▶ Aim
Pick out every line in the entries below that contains the string "item" and copy each such line in full.

▶ Exercise inputs
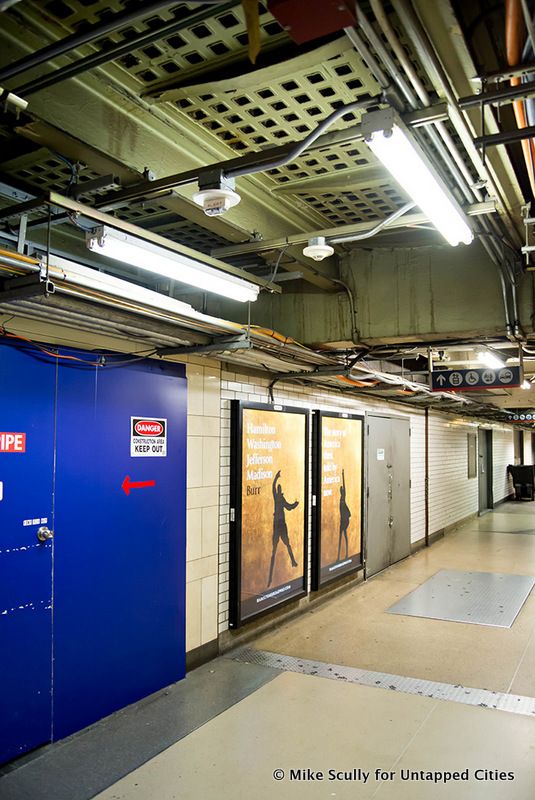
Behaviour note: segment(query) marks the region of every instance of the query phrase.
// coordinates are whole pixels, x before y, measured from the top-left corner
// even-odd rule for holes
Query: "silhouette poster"
[[[318,413],[315,586],[362,565],[363,420]]]
[[[303,410],[242,404],[239,411],[237,624],[304,592],[307,473]]]

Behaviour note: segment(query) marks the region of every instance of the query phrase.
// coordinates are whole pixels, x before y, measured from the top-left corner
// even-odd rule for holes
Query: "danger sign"
[[[167,420],[130,417],[130,455],[142,458],[167,455]]]
[[[25,453],[25,433],[2,433],[0,431],[0,453]]]

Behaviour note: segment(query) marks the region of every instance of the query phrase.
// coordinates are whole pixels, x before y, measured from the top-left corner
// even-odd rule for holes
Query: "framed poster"
[[[230,627],[306,594],[308,413],[232,407]]]
[[[363,566],[364,417],[314,412],[312,588]]]

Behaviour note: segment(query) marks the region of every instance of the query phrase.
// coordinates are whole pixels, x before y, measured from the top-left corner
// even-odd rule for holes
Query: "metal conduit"
[[[420,100],[422,101],[422,103],[424,105],[426,105],[426,106],[429,105],[430,104],[429,95],[428,95],[425,87],[423,86],[422,82],[418,78],[414,68],[410,64],[410,61],[406,57],[405,52],[403,51],[403,48],[401,47],[401,45],[400,45],[400,43],[399,43],[399,41],[397,39],[397,36],[395,35],[395,32],[394,32],[393,28],[391,27],[386,14],[384,13],[384,10],[383,10],[383,7],[382,7],[382,4],[381,4],[380,0],[371,0],[371,3],[372,3],[372,9],[373,9],[374,13],[376,14],[377,20],[378,20],[379,24],[382,27],[383,33],[386,36],[387,41],[392,46],[392,49],[394,50],[394,52],[396,53],[397,57],[399,58],[400,63],[402,65],[402,67],[404,68],[406,74],[408,75],[409,80],[411,80],[411,82],[412,82],[412,84],[414,86],[414,89],[417,92]],[[399,16],[400,16],[400,19],[402,19],[401,15],[399,15]],[[365,19],[364,14],[362,12],[360,12],[359,15],[358,15],[359,23],[361,21],[364,21],[364,19]],[[402,22],[403,22],[403,19],[402,19]],[[367,23],[367,25],[369,25],[369,23]],[[386,52],[386,48],[384,47],[384,45],[382,44],[380,39],[377,39],[377,41],[378,41],[378,46],[380,47],[379,54],[381,55],[381,57],[383,57],[383,51]],[[388,55],[388,53],[387,53],[387,55]],[[392,60],[390,59],[390,61],[392,61]],[[387,62],[385,61],[385,63],[387,63]],[[393,62],[392,62],[392,64],[393,64]],[[394,69],[396,68],[395,64],[393,64],[393,68]],[[413,95],[413,97],[414,97],[414,95]],[[447,99],[448,99],[448,102],[451,102],[450,101],[450,97],[447,97]],[[464,120],[463,120],[463,122],[464,122]],[[437,129],[438,129],[438,133],[437,133],[437,131],[435,131],[431,127],[430,130],[429,130],[429,136],[430,136],[431,140],[433,141],[433,144],[435,145],[435,147],[437,147],[438,152],[440,153],[442,158],[445,160],[445,163],[448,165],[452,175],[454,176],[454,178],[455,178],[455,180],[457,182],[457,185],[459,186],[459,188],[463,192],[464,197],[467,200],[472,201],[474,196],[475,196],[477,198],[477,200],[480,201],[482,199],[482,194],[481,194],[481,192],[479,192],[479,190],[477,190],[473,186],[473,178],[470,175],[470,172],[467,169],[466,165],[464,164],[464,161],[461,158],[461,155],[460,155],[460,153],[459,153],[459,151],[458,151],[458,149],[457,149],[457,147],[455,145],[455,142],[453,141],[449,131],[447,130],[446,126],[443,123],[439,123],[437,125]],[[447,148],[447,151],[449,151],[450,155],[454,158],[455,163],[458,165],[458,170],[452,169],[453,165],[451,163],[449,163],[449,159],[448,159],[448,154],[446,152],[446,148]],[[488,232],[489,228],[488,228],[487,221],[483,220],[481,224],[482,224],[482,227],[485,229],[485,232]],[[509,281],[510,286],[511,286],[511,299],[512,299],[512,304],[513,304],[513,314],[512,314],[513,318],[511,319],[511,309],[509,308],[509,299],[508,299],[508,295],[507,295],[507,289],[506,289],[506,286],[505,286],[505,283],[504,283],[505,276],[504,276],[504,273],[503,273],[503,266],[501,264],[502,254],[499,252],[499,248],[497,246],[497,243],[495,241],[493,241],[492,239],[490,241],[486,240],[484,237],[479,237],[479,239],[480,239],[483,247],[487,251],[489,257],[496,263],[496,265],[498,267],[499,274],[500,274],[500,282],[501,282],[501,285],[502,285],[502,295],[503,295],[503,301],[504,301],[504,313],[505,313],[507,335],[512,337],[512,338],[514,338],[514,336],[513,336],[514,330],[518,328],[517,310],[516,310],[517,309],[516,286],[515,286],[515,283],[514,283],[514,277],[512,275],[508,276],[508,281]]]
[[[392,0],[392,5],[399,19],[401,20],[405,32],[416,45],[419,58],[421,59],[424,67],[429,73],[432,73],[436,76],[437,82],[440,84],[440,87],[444,92],[444,96],[450,105],[453,126],[465,144],[468,155],[474,167],[476,168],[477,173],[488,181],[489,185],[492,187],[492,191],[495,193],[496,197],[499,198],[500,204],[506,210],[507,216],[509,217],[511,225],[514,228],[514,220],[511,216],[511,213],[507,210],[507,206],[502,197],[500,188],[496,184],[492,174],[489,173],[487,167],[481,159],[480,154],[477,151],[477,148],[473,144],[472,132],[459,108],[457,98],[455,97],[449,82],[449,78],[446,75],[436,53],[434,52],[433,46],[429,41],[429,37],[427,36],[427,33],[424,30],[420,20],[416,17],[407,0]]]
[[[382,219],[381,222],[375,225],[375,227],[370,228],[363,233],[353,233],[350,236],[329,236],[329,244],[345,244],[346,242],[360,242],[361,239],[370,239],[372,236],[375,236],[377,233],[379,233],[379,231],[383,230],[383,228],[386,228],[388,225],[390,225],[391,222],[399,219],[399,217],[402,217],[403,214],[407,213],[407,211],[410,211],[411,208],[414,208],[415,205],[416,203],[413,202],[405,203],[404,206],[398,208],[398,210],[394,211],[394,213],[389,217]]]
[[[383,42],[381,41],[381,39],[377,36],[377,34],[373,30],[370,22],[366,18],[366,15],[364,14],[364,12],[360,8],[357,11],[357,21],[358,21],[358,24],[360,25],[363,33],[368,38],[368,41],[370,42],[372,47],[375,49],[377,54],[383,60],[383,63],[386,65],[386,68],[387,68],[388,72],[390,73],[392,78],[394,78],[396,80],[396,83],[398,84],[398,86],[402,90],[402,92],[403,92],[403,94],[404,94],[409,106],[413,110],[418,109],[419,104],[418,104],[418,99],[417,99],[416,95],[414,94],[412,89],[408,86],[408,84],[404,80],[404,78],[401,77],[400,72],[399,72],[394,60],[392,59],[390,53],[386,49],[386,47],[383,44]],[[351,30],[351,29],[347,29],[346,28],[345,29],[346,34],[347,34],[348,30]],[[441,141],[440,137],[438,136],[438,134],[437,134],[436,130],[434,129],[434,127],[430,126],[429,130],[427,131],[427,133],[428,133],[429,138],[431,139],[433,145],[436,147],[438,153],[440,154],[444,164],[447,166],[447,168],[449,169],[451,175],[453,176],[453,178],[455,180],[455,183],[457,184],[459,189],[462,191],[465,199],[468,200],[469,202],[471,202],[472,199],[473,199],[472,198],[472,192],[466,186],[466,182],[465,182],[465,180],[463,180],[463,176],[462,176],[461,172],[459,171],[458,167],[456,166],[459,163],[459,161],[462,161],[462,159],[460,159],[459,155],[457,154],[457,158],[454,159],[455,160],[455,164],[452,164],[451,163],[451,159],[450,159],[450,157],[448,155],[448,151],[447,151],[446,147],[444,146],[444,143]],[[452,142],[452,145],[453,145],[453,142]],[[471,177],[469,177],[469,181],[468,182],[469,183],[472,182]]]
[[[310,145],[316,141],[316,139],[321,136],[321,134],[329,128],[334,122],[336,122],[340,117],[344,117],[346,114],[351,113],[352,111],[359,111],[364,108],[368,108],[369,106],[377,105],[381,101],[380,97],[372,97],[370,100],[357,100],[354,103],[348,103],[346,106],[341,106],[337,108],[332,114],[329,114],[328,117],[325,117],[322,122],[319,123],[318,127],[313,130],[308,136],[305,136],[304,139],[301,139],[292,149],[286,153],[284,156],[280,156],[279,158],[274,158],[271,161],[264,162],[261,166],[256,164],[250,164],[244,167],[232,167],[229,170],[225,170],[223,173],[228,178],[242,178],[245,175],[253,175],[256,172],[265,172],[269,169],[276,169],[277,167],[282,167],[284,164],[287,164],[289,161],[293,161],[294,158],[298,158],[301,153],[306,150]]]
[[[231,8],[234,8],[236,5],[235,0],[233,2],[222,3],[218,6],[219,11],[226,11]],[[29,81],[28,83],[19,86],[17,89],[13,91],[15,94],[21,95],[24,98],[29,97],[36,92],[41,91],[42,89],[47,89],[50,86],[55,86],[55,84],[60,83],[61,81],[66,80],[67,78],[73,78],[76,75],[80,75],[83,72],[87,72],[94,67],[99,67],[102,64],[107,64],[109,61],[114,61],[116,58],[119,58],[122,55],[127,55],[131,53],[132,50],[136,50],[139,47],[144,47],[145,45],[152,44],[153,42],[157,42],[159,39],[163,38],[164,36],[169,36],[172,33],[176,33],[179,30],[186,26],[190,26],[196,24],[197,22],[203,22],[208,17],[211,17],[214,13],[214,6],[209,6],[208,9],[204,11],[199,11],[197,14],[193,14],[186,19],[180,21],[173,21],[163,25],[157,31],[150,31],[149,33],[145,33],[142,36],[138,36],[136,39],[132,39],[129,42],[125,42],[124,44],[117,45],[116,47],[110,48],[110,50],[106,50],[104,53],[92,53],[85,58],[81,58],[78,61],[74,61],[72,64],[67,64],[66,67],[62,67],[61,69],[55,70],[54,72],[44,75],[40,78],[36,78],[33,81]]]
[[[170,3],[169,0],[165,0],[165,2],[160,0],[158,3],[145,3],[143,6],[138,6],[138,8],[132,11],[116,14],[107,22],[91,25],[81,33],[73,33],[70,36],[66,36],[59,42],[53,42],[46,47],[42,47],[41,50],[24,56],[24,58],[19,58],[18,61],[14,61],[12,64],[0,69],[0,81],[13,78],[15,75],[20,75],[21,72],[26,72],[32,67],[43,64],[45,61],[50,61],[55,56],[68,53],[70,50],[74,50],[75,47],[80,47],[83,44],[90,44],[96,39],[100,39],[101,36],[113,33],[113,31],[122,28],[123,25],[128,25],[139,17],[153,14],[156,11],[160,11],[172,5],[174,4]]]
[[[386,36],[388,43],[392,47],[392,50],[396,54],[399,63],[401,64],[401,66],[405,71],[405,74],[407,75],[409,81],[414,87],[416,94],[418,95],[423,105],[426,108],[428,108],[431,105],[431,99],[429,97],[427,89],[425,88],[424,84],[418,77],[418,73],[414,69],[409,58],[407,57],[407,54],[405,53],[405,50],[401,46],[401,43],[396,35],[396,32],[392,28],[390,20],[388,19],[388,16],[384,11],[384,7],[381,0],[371,0],[371,7],[379,25],[381,26],[384,35]],[[454,159],[455,163],[457,164],[457,167],[459,168],[459,172],[461,173],[467,184],[466,187],[463,188],[464,196],[470,202],[472,202],[473,197],[475,197],[476,200],[481,201],[483,199],[483,195],[478,189],[476,189],[473,186],[474,179],[470,174],[466,164],[464,163],[461,154],[459,153],[457,146],[450,135],[450,132],[442,122],[439,122],[436,125],[436,129],[442,141],[448,148],[452,158]]]

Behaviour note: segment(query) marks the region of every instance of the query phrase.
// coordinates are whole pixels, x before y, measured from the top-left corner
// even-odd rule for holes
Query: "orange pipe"
[[[4,250],[0,247],[0,258],[2,256],[7,256],[8,258],[14,258],[15,261],[23,261],[25,264],[33,264],[34,266],[37,265],[39,262],[35,258],[30,258],[29,256],[23,256],[21,253],[14,253],[11,250]]]
[[[520,0],[505,0],[505,49],[507,54],[507,64],[516,67],[522,58],[522,45],[526,36],[524,16]],[[511,86],[518,86],[520,78],[511,78]],[[518,128],[527,127],[526,110],[522,100],[515,100],[513,103],[516,124]],[[531,191],[535,196],[535,146],[533,139],[522,141],[522,152],[528,171]]]

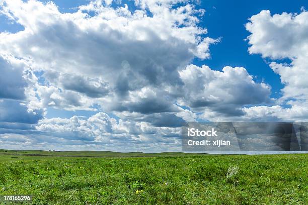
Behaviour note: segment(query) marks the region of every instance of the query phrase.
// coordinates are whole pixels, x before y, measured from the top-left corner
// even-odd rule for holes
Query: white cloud
[[[276,107],[260,107],[256,117],[270,111],[270,115],[277,112],[275,115],[281,120],[305,120],[308,111],[308,81],[304,78],[308,75],[308,12],[302,10],[300,14],[272,16],[269,11],[264,10],[251,17],[246,29],[251,33],[247,38],[249,52],[269,58],[270,67],[284,85],[278,103],[290,107],[278,110]],[[279,62],[285,59],[290,63]],[[250,115],[257,109],[245,110]]]
[[[111,3],[91,2],[61,13],[51,2],[0,1],[1,12],[24,28],[0,33],[0,54],[10,56],[0,61],[7,80],[0,95],[11,99],[0,99],[6,111],[0,121],[36,125],[16,133],[16,125],[9,131],[0,125],[2,134],[10,133],[4,142],[24,134],[33,147],[178,148],[187,121],[240,118],[249,112],[245,105],[271,102],[269,86],[244,68],[187,65],[210,58],[209,45],[219,41],[205,37],[199,26],[204,11],[191,2],[136,0],[133,11]],[[95,105],[101,109],[88,119],[37,123],[48,108],[97,111]]]

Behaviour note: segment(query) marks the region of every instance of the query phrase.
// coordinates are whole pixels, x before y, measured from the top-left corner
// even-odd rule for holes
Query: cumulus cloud
[[[255,113],[255,117],[269,113],[280,119],[306,121],[308,81],[303,76],[308,75],[308,12],[302,10],[300,14],[271,15],[269,11],[264,10],[250,20],[246,26],[251,33],[247,38],[251,45],[249,51],[270,59],[270,67],[284,85],[278,103],[290,108],[261,107],[245,110],[249,115]],[[279,62],[285,59],[291,62]],[[257,109],[260,111],[256,112]]]
[[[206,37],[205,11],[192,2],[136,0],[132,10],[96,1],[62,13],[52,2],[0,1],[1,14],[24,27],[0,33],[0,140],[171,148],[187,122],[241,117],[245,105],[271,103],[269,85],[244,68],[189,65],[210,58],[220,41]],[[50,108],[98,113],[48,119]]]
[[[184,82],[186,93],[180,101],[196,112],[209,108],[218,115],[241,116],[241,109],[245,105],[270,103],[270,87],[266,83],[256,83],[243,67],[226,66],[222,72],[188,66],[180,72]]]

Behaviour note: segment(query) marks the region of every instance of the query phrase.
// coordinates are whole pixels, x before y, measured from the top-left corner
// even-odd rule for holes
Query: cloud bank
[[[178,150],[186,122],[306,117],[308,84],[299,77],[307,70],[306,12],[262,11],[246,26],[249,52],[270,58],[285,84],[273,99],[270,86],[245,68],[192,64],[220,43],[200,26],[205,11],[194,2],[116,4],[92,1],[68,13],[52,2],[0,1],[2,15],[24,28],[0,33],[3,145]],[[284,58],[291,63],[275,61]],[[51,109],[96,114],[48,119]]]

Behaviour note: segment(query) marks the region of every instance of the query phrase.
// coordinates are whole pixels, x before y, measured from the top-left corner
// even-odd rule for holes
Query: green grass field
[[[0,192],[35,204],[306,204],[308,154],[0,150]]]

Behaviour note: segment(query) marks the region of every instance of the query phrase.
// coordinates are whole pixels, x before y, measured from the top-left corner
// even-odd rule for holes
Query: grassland
[[[306,154],[18,152],[0,150],[0,195],[33,204],[308,204]]]

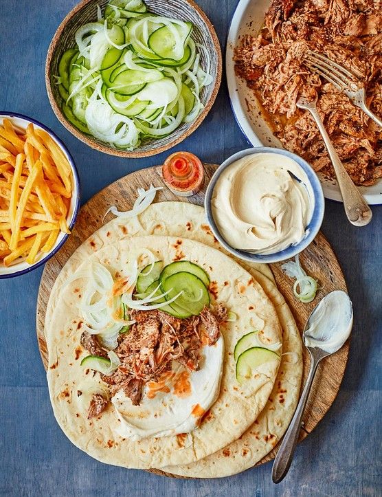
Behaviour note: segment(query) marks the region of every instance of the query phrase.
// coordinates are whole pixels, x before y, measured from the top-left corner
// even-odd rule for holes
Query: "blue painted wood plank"
[[[90,150],[53,113],[44,82],[45,54],[75,0],[1,2],[0,109],[51,126],[72,152],[82,200],[125,174],[160,164]],[[236,0],[199,0],[222,45]],[[175,148],[221,162],[247,144],[223,81],[203,125]],[[96,173],[96,174],[95,174]],[[349,362],[340,393],[316,430],[297,448],[286,478],[275,486],[270,464],[229,478],[180,481],[98,463],[72,445],[56,423],[35,338],[41,270],[0,281],[0,494],[9,496],[380,496],[382,208],[368,226],[347,223],[341,205],[326,201],[323,231],[344,269],[355,305]]]

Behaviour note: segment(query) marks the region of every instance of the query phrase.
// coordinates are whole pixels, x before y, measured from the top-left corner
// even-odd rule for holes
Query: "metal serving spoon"
[[[365,201],[365,199],[359,192],[357,186],[352,182],[352,179],[338,157],[338,154],[335,151],[317,110],[317,98],[316,96],[315,100],[309,102],[307,98],[300,97],[297,101],[296,105],[299,109],[304,109],[309,111],[316,122],[333,165],[338,186],[339,187],[342,200],[344,201],[345,213],[348,219],[355,226],[365,226],[372,220],[372,210]]]
[[[336,290],[321,300],[306,322],[302,338],[311,356],[311,368],[294,416],[273,463],[272,480],[274,483],[279,483],[289,470],[317,366],[322,359],[337,352],[344,345],[350,334],[352,319],[349,296],[345,291]]]

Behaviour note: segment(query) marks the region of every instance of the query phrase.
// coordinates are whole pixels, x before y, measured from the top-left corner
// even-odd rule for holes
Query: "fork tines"
[[[339,90],[357,86],[355,74],[321,54],[309,50],[304,56],[304,63],[309,69],[327,79]]]

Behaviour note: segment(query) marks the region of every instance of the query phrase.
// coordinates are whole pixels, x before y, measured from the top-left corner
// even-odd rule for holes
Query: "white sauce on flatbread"
[[[200,368],[190,372],[177,362],[157,383],[148,382],[139,406],[133,406],[122,390],[111,399],[120,423],[117,434],[132,440],[189,433],[199,426],[220,391],[224,340],[219,337],[201,349]]]

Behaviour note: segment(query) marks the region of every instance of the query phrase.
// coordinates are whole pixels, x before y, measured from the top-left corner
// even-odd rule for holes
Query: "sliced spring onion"
[[[65,115],[82,131],[113,147],[133,150],[197,118],[203,109],[201,90],[212,80],[210,59],[206,48],[190,38],[190,23],[150,15],[142,0],[112,0],[106,9],[107,19],[98,6],[98,21],[76,32],[79,54],[68,65],[72,85],[63,104],[76,111]],[[114,56],[117,61],[108,66]],[[129,71],[139,71],[139,77]],[[183,85],[195,97],[191,109],[186,106],[187,114]],[[122,95],[128,97],[124,102]]]
[[[281,269],[289,278],[296,278],[293,285],[295,296],[305,304],[312,302],[317,292],[317,282],[314,278],[308,276],[301,267],[298,254],[295,257],[295,261],[283,264]],[[297,291],[297,289],[300,289],[300,291]]]
[[[297,291],[300,287],[300,291]],[[302,276],[295,281],[293,294],[301,302],[308,304],[314,300],[317,292],[317,281],[311,276]]]
[[[168,292],[166,292],[167,294]],[[130,305],[131,309],[134,309],[137,311],[154,311],[156,309],[161,309],[161,307],[166,307],[166,305],[168,304],[171,304],[171,302],[174,302],[177,300],[179,297],[180,297],[181,295],[183,294],[183,290],[181,291],[179,291],[179,294],[177,294],[175,297],[172,297],[172,298],[169,299],[168,300],[166,300],[166,302],[162,302],[159,304],[154,304],[153,305],[146,305],[144,304],[139,304],[139,302],[142,302],[142,300],[132,300],[133,302],[133,305]],[[151,301],[153,301],[154,299],[152,299]],[[135,302],[137,302],[135,304]]]
[[[282,357],[285,357],[285,356],[286,356],[286,357],[291,357],[291,360],[287,360],[287,361],[285,361],[285,360],[284,360],[284,362],[288,362],[289,364],[297,364],[297,362],[299,362],[299,360],[300,360],[300,356],[299,356],[299,355],[297,353],[297,352],[294,352],[294,351],[292,351],[292,352],[284,352],[284,353],[283,354],[282,354],[281,355],[282,355]]]

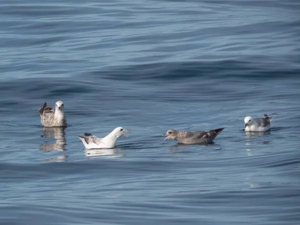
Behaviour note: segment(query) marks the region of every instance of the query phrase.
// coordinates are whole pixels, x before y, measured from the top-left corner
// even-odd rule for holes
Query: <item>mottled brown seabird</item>
[[[212,143],[212,140],[224,128],[209,131],[196,132],[169,130],[164,134],[164,136],[166,137],[165,140],[173,139],[180,143],[184,144],[209,144]]]
[[[43,126],[50,128],[54,126],[67,126],[66,118],[64,114],[64,102],[56,102],[55,104],[55,112],[52,107],[44,103],[42,107],[38,111],[40,116],[40,122]]]

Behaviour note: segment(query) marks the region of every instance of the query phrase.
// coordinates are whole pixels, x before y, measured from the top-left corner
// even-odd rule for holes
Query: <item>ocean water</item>
[[[300,2],[0,2],[0,224],[298,224]],[[42,128],[44,102],[70,126]],[[274,114],[269,132],[244,118]],[[130,128],[112,150],[77,136]],[[170,128],[226,128],[208,146]]]

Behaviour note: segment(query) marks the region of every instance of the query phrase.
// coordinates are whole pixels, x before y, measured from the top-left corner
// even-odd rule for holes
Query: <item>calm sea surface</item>
[[[2,0],[1,224],[298,224],[300,2]],[[44,102],[70,126],[40,126]],[[270,132],[244,118],[274,114]],[[131,129],[113,150],[78,135]],[[225,127],[214,144],[170,128]]]

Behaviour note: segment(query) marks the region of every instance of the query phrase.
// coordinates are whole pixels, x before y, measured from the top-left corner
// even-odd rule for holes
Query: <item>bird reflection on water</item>
[[[52,150],[64,151],[66,150],[66,140],[65,128],[42,128],[43,134],[40,136],[47,138],[40,146],[40,149],[44,152]],[[48,138],[55,139],[54,144],[48,143]]]

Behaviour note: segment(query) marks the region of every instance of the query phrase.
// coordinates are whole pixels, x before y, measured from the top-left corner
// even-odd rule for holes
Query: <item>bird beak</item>
[[[168,135],[168,134],[166,133],[164,134],[162,134],[162,136],[166,136],[166,138],[164,138],[164,140],[168,140],[170,138],[170,136]]]

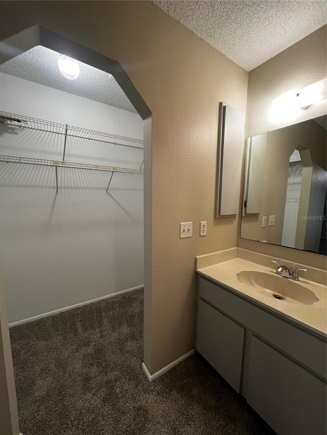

▶ Response to the task
Query: <item>mottled brown seabird</item>
Query: <item>ocean water</item>
Query: <item>calm sea surface</item>
Query: <item>bird reflection on water</item>
Query: <item>bird beak</item>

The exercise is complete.